§ **Set problem 1**
Say whether each statement agrees with the forum thread about the prepper trailer: (a) the trailer has storage under its sink; (b) the trailer has already been weighed; (c) the trailer's oven is a double oven with a firebox. For each, answer yes or no and quote the deciding words from the thread.

§ **Source extract**
* start *

# Our Prepper Trailer



## gadget (Jun 25, 2014)

Hi All,

Just back from the short camping trip.

Here are a few pictures of the Trailer.

Trailer on the Beast









Getting ready to set-up









Starting the unload









Unloaded what we were going to use and the kitchen being set-up









Sink and Draining board with storage under the sink









Double oven with firebox, as I was unloading the ovens. 









Getting ready to start cooking.


----------



## Moonshinedave (Mar 28, 2013)

A really good, and well thought out setup. Looks to be good to go.


----------



## RNprepper (Apr 5, 2014)

How much do you think it weighs, empty and fully loaded????


----------



## Mule13 (Dec 30, 2012)

Thats a really nice trailer setup and i like the little tracker too. i have a samurai i put a vw diesel engine in


----------



## gadget (Jun 25, 2014)

RNprepper said:


> How much do you think it weighs, empty and fully loaded????


Hiya,

I need to get it weighed.

I would guess fully loaded it was about 1200 lb


----------



## gadget (Jun 25, 2014)

Mule13 said:


> Thats a really nice trailer setup and i like the little tracker too. i have a samurai i put a vw diesel engine in


Yeah it is a re-badged Isuzu.

2.0 Litre engine. I run it on LPG.

Makes it cheap to run.


----------

* end *

§ **Set problem 2**
Rewrite the entries from their first line through the line containing "column 965, row 374", swapping "Target" for "Category" and leaving everything else unchanged.

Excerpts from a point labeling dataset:
* start *

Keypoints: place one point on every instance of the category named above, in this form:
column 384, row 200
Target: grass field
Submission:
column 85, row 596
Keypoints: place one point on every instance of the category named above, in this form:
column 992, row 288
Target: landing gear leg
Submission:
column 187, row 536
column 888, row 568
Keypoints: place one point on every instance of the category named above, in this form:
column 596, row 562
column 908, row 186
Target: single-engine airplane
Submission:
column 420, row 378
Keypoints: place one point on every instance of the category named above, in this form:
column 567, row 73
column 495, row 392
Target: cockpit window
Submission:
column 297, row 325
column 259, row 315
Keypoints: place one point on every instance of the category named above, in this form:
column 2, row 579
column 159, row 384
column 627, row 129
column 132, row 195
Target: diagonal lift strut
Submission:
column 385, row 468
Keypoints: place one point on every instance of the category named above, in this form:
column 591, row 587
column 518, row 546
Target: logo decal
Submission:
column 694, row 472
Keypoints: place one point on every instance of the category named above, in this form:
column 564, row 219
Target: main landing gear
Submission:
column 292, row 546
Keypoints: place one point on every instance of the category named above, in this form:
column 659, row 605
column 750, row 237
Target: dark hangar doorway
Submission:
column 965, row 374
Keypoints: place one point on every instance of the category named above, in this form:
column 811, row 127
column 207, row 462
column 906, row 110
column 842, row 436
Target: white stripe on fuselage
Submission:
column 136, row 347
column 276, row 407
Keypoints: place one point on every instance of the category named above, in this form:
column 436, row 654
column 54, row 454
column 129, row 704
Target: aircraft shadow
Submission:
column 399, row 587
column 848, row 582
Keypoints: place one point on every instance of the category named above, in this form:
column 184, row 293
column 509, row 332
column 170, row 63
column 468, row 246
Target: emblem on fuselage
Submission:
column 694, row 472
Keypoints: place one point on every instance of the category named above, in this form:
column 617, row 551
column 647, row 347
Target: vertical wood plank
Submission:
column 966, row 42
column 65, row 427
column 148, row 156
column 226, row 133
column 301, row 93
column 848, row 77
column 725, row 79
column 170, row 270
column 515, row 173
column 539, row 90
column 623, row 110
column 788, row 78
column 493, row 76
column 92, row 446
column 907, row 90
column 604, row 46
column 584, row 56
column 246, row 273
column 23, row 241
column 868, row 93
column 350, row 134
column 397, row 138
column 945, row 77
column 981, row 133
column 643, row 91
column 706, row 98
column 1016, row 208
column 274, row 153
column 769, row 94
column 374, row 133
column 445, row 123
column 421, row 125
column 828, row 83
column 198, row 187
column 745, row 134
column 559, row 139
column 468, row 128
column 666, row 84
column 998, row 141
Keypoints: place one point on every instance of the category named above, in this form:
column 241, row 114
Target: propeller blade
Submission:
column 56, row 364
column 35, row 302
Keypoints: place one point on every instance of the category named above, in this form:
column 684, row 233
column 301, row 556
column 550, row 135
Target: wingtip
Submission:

* end *

§ **Exercise response 1**
(a) Yes: "Sink and Draining board with storage under the sink"
(b) No: "I need to get it weighed."
(c) Yes: "Double oven with firebox"

§ **Exercise response 2**
Keypoints: place one point on every instance of the category named above, in this form:
column 384, row 200
Category: grass field
Submission:
column 85, row 596
Keypoints: place one point on every instance of the category named above, in this form:
column 992, row 288
Category: landing gear leg
Submission:
column 187, row 536
column 888, row 568
Keypoints: place one point on every instance of the category named above, in this form:
column 596, row 562
column 908, row 186
Category: single-engine airplane
Submission:
column 420, row 378
Keypoints: place one point on every instance of the category named above, in this form:
column 567, row 73
column 495, row 392
Category: cockpit window
Submission:
column 297, row 325
column 259, row 315
Keypoints: place one point on every instance of the category named above, in this form:
column 2, row 579
column 159, row 384
column 627, row 129
column 132, row 195
Category: diagonal lift strut
Submission:
column 385, row 468
Keypoints: place one point on every instance of the category named above, in this form:
column 591, row 587
column 518, row 546
Category: logo decal
Submission:
column 694, row 472
Keypoints: place one point on every instance of the category named above, in this form:
column 564, row 219
Category: main landing gear
Submission:
column 292, row 546
Keypoints: place one point on every instance of the category named above, in this form:
column 659, row 605
column 750, row 237
Category: dark hangar doorway
Submission:
column 965, row 374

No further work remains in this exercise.